# WHAT THE EXERCISE ASKS
Please render the entire listing below as a Markdown table with the columns Row and Text, giving each line its own numbered row. Skip blank lines and leave the pictures out.

_ _ _

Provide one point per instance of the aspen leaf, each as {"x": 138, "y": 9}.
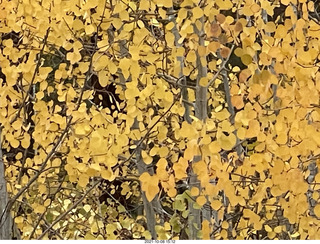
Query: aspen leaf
{"x": 246, "y": 59}
{"x": 225, "y": 52}
{"x": 146, "y": 158}
{"x": 213, "y": 46}
{"x": 317, "y": 210}
{"x": 203, "y": 81}
{"x": 194, "y": 191}
{"x": 227, "y": 142}
{"x": 216, "y": 205}
{"x": 206, "y": 231}
{"x": 106, "y": 174}
{"x": 39, "y": 209}
{"x": 191, "y": 56}
{"x": 197, "y": 12}
{"x": 214, "y": 147}
{"x": 169, "y": 39}
{"x": 201, "y": 200}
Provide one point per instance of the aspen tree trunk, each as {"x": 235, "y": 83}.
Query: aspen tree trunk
{"x": 201, "y": 113}
{"x": 149, "y": 207}
{"x": 5, "y": 217}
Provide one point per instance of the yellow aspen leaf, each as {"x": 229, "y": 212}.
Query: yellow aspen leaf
{"x": 214, "y": 147}
{"x": 225, "y": 52}
{"x": 225, "y": 225}
{"x": 14, "y": 143}
{"x": 191, "y": 56}
{"x": 83, "y": 180}
{"x": 197, "y": 12}
{"x": 238, "y": 27}
{"x": 246, "y": 59}
{"x": 216, "y": 204}
{"x": 255, "y": 8}
{"x": 237, "y": 101}
{"x": 213, "y": 46}
{"x": 146, "y": 158}
{"x": 227, "y": 142}
{"x": 270, "y": 27}
{"x": 47, "y": 202}
{"x": 296, "y": 234}
{"x": 224, "y": 234}
{"x": 25, "y": 142}
{"x": 117, "y": 23}
{"x": 282, "y": 138}
{"x": 89, "y": 29}
{"x": 170, "y": 26}
{"x": 169, "y": 39}
{"x": 206, "y": 230}
{"x": 271, "y": 235}
{"x": 281, "y": 32}
{"x": 144, "y": 5}
{"x": 201, "y": 200}
{"x": 194, "y": 191}
{"x": 268, "y": 228}
{"x": 316, "y": 210}
{"x": 87, "y": 208}
{"x": 107, "y": 174}
{"x": 39, "y": 209}
{"x": 145, "y": 177}
{"x": 203, "y": 81}
{"x": 77, "y": 25}
{"x": 42, "y": 189}
{"x": 278, "y": 229}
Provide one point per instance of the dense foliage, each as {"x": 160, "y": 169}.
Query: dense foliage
{"x": 163, "y": 119}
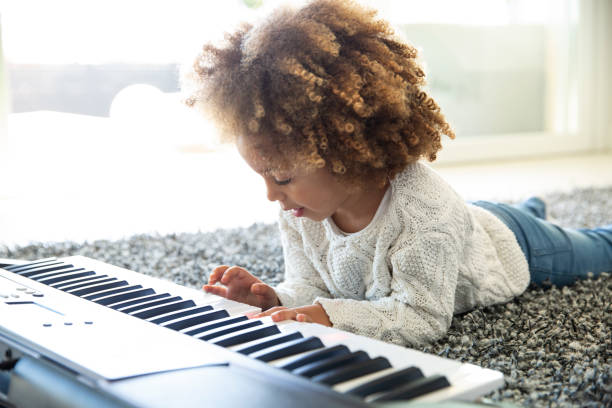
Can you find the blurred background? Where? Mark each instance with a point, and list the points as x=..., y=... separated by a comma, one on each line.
x=94, y=142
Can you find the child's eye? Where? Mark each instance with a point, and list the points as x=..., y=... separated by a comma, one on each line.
x=282, y=182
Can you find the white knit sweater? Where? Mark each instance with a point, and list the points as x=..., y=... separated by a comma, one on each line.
x=425, y=256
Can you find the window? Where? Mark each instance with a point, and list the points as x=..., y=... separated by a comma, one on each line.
x=513, y=77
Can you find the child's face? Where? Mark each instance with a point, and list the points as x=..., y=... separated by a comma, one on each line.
x=314, y=194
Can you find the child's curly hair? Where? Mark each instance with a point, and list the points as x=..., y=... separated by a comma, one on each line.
x=325, y=85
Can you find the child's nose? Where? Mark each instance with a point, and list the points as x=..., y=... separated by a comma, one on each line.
x=274, y=193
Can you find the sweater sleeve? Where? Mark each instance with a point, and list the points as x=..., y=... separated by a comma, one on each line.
x=302, y=283
x=420, y=305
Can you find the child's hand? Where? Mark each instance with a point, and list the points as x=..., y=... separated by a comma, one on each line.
x=310, y=314
x=241, y=286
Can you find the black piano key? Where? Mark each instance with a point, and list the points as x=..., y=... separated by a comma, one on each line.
x=108, y=300
x=288, y=349
x=272, y=341
x=97, y=288
x=169, y=307
x=414, y=389
x=348, y=372
x=64, y=277
x=331, y=363
x=146, y=305
x=44, y=269
x=232, y=328
x=195, y=320
x=113, y=291
x=337, y=350
x=47, y=275
x=184, y=313
x=387, y=382
x=32, y=264
x=71, y=282
x=138, y=301
x=216, y=323
x=247, y=335
x=88, y=283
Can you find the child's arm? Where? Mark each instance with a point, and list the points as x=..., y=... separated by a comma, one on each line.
x=239, y=285
x=302, y=283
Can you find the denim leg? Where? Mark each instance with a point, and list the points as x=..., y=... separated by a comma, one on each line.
x=555, y=254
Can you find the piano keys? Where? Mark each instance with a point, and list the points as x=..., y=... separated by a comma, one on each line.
x=115, y=328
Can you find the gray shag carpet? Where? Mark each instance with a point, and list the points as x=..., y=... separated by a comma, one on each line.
x=554, y=345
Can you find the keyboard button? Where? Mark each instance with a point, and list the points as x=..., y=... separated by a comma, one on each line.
x=86, y=284
x=387, y=382
x=247, y=335
x=205, y=317
x=318, y=355
x=35, y=264
x=146, y=305
x=56, y=273
x=138, y=301
x=19, y=269
x=288, y=349
x=107, y=300
x=65, y=277
x=232, y=328
x=216, y=323
x=170, y=307
x=331, y=363
x=37, y=271
x=351, y=371
x=414, y=389
x=176, y=315
x=258, y=345
x=71, y=282
x=108, y=292
x=97, y=288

_ _ _

# SOLUTION BELOW
| Row | Text |
|---|---|
| 1 | Provide one point per instance of the aspen leaf, each as {"x": 138, "y": 9}. |
| 2 | Query: aspen leaf |
| 3 | {"x": 246, "y": 59} |
| 4 | {"x": 225, "y": 52} |
| 5 | {"x": 146, "y": 158} |
| 6 | {"x": 213, "y": 46} |
| 7 | {"x": 317, "y": 210} |
| 8 | {"x": 203, "y": 81} |
| 9 | {"x": 194, "y": 191} |
| 10 | {"x": 227, "y": 142} |
| 11 | {"x": 216, "y": 205} |
| 12 | {"x": 206, "y": 231} |
| 13 | {"x": 106, "y": 174} |
| 14 | {"x": 39, "y": 209} |
| 15 | {"x": 191, "y": 56} |
| 16 | {"x": 197, "y": 12} |
| 17 | {"x": 214, "y": 147} |
| 18 | {"x": 169, "y": 39} |
| 19 | {"x": 201, "y": 200} |
| 20 | Provide one point per instance of the aspen tree trunk, each as {"x": 235, "y": 83}. |
| 21 | Query: aspen tree trunk |
| 22 | {"x": 201, "y": 113} |
| 23 | {"x": 149, "y": 207} |
| 24 | {"x": 5, "y": 217} |
| 25 | Provide one point per instance of the yellow aspen leaf, each as {"x": 229, "y": 212}. |
| 26 | Query: yellow aspen leaf |
| 27 | {"x": 214, "y": 147} |
| 28 | {"x": 225, "y": 52} |
| 29 | {"x": 225, "y": 225} |
| 30 | {"x": 14, "y": 143} |
| 31 | {"x": 191, "y": 56} |
| 32 | {"x": 83, "y": 180} |
| 33 | {"x": 197, "y": 12} |
| 34 | {"x": 238, "y": 27} |
| 35 | {"x": 246, "y": 59} |
| 36 | {"x": 216, "y": 204} |
| 37 | {"x": 255, "y": 8} |
| 38 | {"x": 237, "y": 101} |
| 39 | {"x": 213, "y": 46} |
| 40 | {"x": 146, "y": 158} |
| 41 | {"x": 227, "y": 142} |
| 42 | {"x": 270, "y": 27} |
| 43 | {"x": 47, "y": 202} |
| 44 | {"x": 296, "y": 234} |
| 45 | {"x": 224, "y": 234} |
| 46 | {"x": 25, "y": 142} |
| 47 | {"x": 117, "y": 23} |
| 48 | {"x": 282, "y": 138} |
| 49 | {"x": 89, "y": 29} |
| 50 | {"x": 170, "y": 26} |
| 51 | {"x": 169, "y": 39} |
| 52 | {"x": 206, "y": 230} |
| 53 | {"x": 271, "y": 235} |
| 54 | {"x": 281, "y": 32} |
| 55 | {"x": 144, "y": 5} |
| 56 | {"x": 201, "y": 200} |
| 57 | {"x": 194, "y": 191} |
| 58 | {"x": 268, "y": 228} |
| 59 | {"x": 316, "y": 210} |
| 60 | {"x": 87, "y": 208} |
| 61 | {"x": 107, "y": 174} |
| 62 | {"x": 39, "y": 209} |
| 63 | {"x": 145, "y": 177} |
| 64 | {"x": 203, "y": 81} |
| 65 | {"x": 77, "y": 25} |
| 66 | {"x": 42, "y": 189} |
| 67 | {"x": 278, "y": 229} |
| 68 | Provide one point per instance of the dense foliage, each as {"x": 160, "y": 169}. |
| 69 | Query: dense foliage |
| 70 | {"x": 163, "y": 119} |
| 71 | Can you find the blurred background? Where? Mark each instance with a point, and list the points as x=..., y=... separated by a comma, one on each line. |
| 72 | x=94, y=142 |
| 73 | Can you find the child's eye? Where? Mark each instance with a point, and list the points as x=..., y=... separated by a comma, one on each line. |
| 74 | x=282, y=182 |
| 75 | Can you find the white knit sweater? Where? Mark each instance with a point, and list the points as x=..., y=... separated by a comma, one on each line. |
| 76 | x=425, y=256 |
| 77 | Can you find the window? Where? Mark each instance with a point, and list the points as x=..., y=... separated by a comma, one on each line. |
| 78 | x=513, y=77 |
| 79 | Can you find the child's face? Where? Mark each instance with a point, and list the points as x=..., y=... separated by a comma, one on each line. |
| 80 | x=314, y=194 |
| 81 | Can you find the child's curly hair? Where? Mark each instance with a point, and list the points as x=..., y=... separated by a comma, one on each line. |
| 82 | x=325, y=85 |
| 83 | Can you find the child's nose? Where? Mark each instance with a point, and list the points as x=..., y=... separated by a comma, one on each line. |
| 84 | x=274, y=193 |
| 85 | Can you find the sweater sleeve? Where? Mark each instance with a point, and list the points as x=..., y=... separated by a comma, one on each line. |
| 86 | x=302, y=283 |
| 87 | x=420, y=305 |
| 88 | Can you find the child's hand? Where? Mark each instance with a point, and list the points as x=..., y=... separated by a comma, one on each line. |
| 89 | x=310, y=314 |
| 90 | x=241, y=286 |
| 91 | Can you find the black piano key? Where? Mark each instance with a point, and list the points as x=..., y=... separated by a comma, one on each line. |
| 92 | x=108, y=300 |
| 93 | x=288, y=349 |
| 94 | x=272, y=341 |
| 95 | x=97, y=288 |
| 96 | x=169, y=307 |
| 97 | x=414, y=389 |
| 98 | x=348, y=372 |
| 99 | x=64, y=277 |
| 100 | x=331, y=363 |
| 101 | x=146, y=305 |
| 102 | x=44, y=269 |
| 103 | x=232, y=328 |
| 104 | x=195, y=320 |
| 105 | x=113, y=291 |
| 106 | x=337, y=350 |
| 107 | x=47, y=275 |
| 108 | x=184, y=313 |
| 109 | x=387, y=382 |
| 110 | x=32, y=264 |
| 111 | x=71, y=282 |
| 112 | x=138, y=301 |
| 113 | x=216, y=323 |
| 114 | x=247, y=335 |
| 115 | x=88, y=283 |
| 116 | Can you find the child's arm? Where? Mark each instance with a point, and list the points as x=..., y=... separated by a comma, one on each line. |
| 117 | x=239, y=285 |
| 118 | x=302, y=283 |
| 119 | Can you find the denim leg? Where? Mark each instance with a point, and list the points as x=..., y=... separated by a comma, one on each line. |
| 120 | x=555, y=254 |
| 121 | Can you find the piano keys? Where? Mark each instance with a point, and list the points as x=..., y=... separated by a comma, one on each line. |
| 122 | x=115, y=328 |
| 123 | Can you find the gray shag carpet? Where? Mark each instance with a point, and list the points as x=..., y=... separated by a comma, one on each line. |
| 124 | x=554, y=345 |
| 125 | Can you find the keyboard button? Where? Mark each instance with a point, and list the points as x=..., y=... separated by a comma, one on each line. |
| 126 | x=86, y=284 |
| 127 | x=387, y=382 |
| 128 | x=247, y=335 |
| 129 | x=205, y=317 |
| 130 | x=318, y=355 |
| 131 | x=35, y=264 |
| 132 | x=146, y=305 |
| 133 | x=56, y=273 |
| 134 | x=138, y=301 |
| 135 | x=19, y=269 |
| 136 | x=288, y=349 |
| 137 | x=107, y=300 |
| 138 | x=65, y=277 |
| 139 | x=232, y=328 |
| 140 | x=216, y=323 |
| 141 | x=170, y=307 |
| 142 | x=331, y=363 |
| 143 | x=37, y=271 |
| 144 | x=351, y=371 |
| 145 | x=414, y=389 |
| 146 | x=176, y=315 |
| 147 | x=258, y=345 |
| 148 | x=71, y=282 |
| 149 | x=108, y=292 |
| 150 | x=97, y=288 |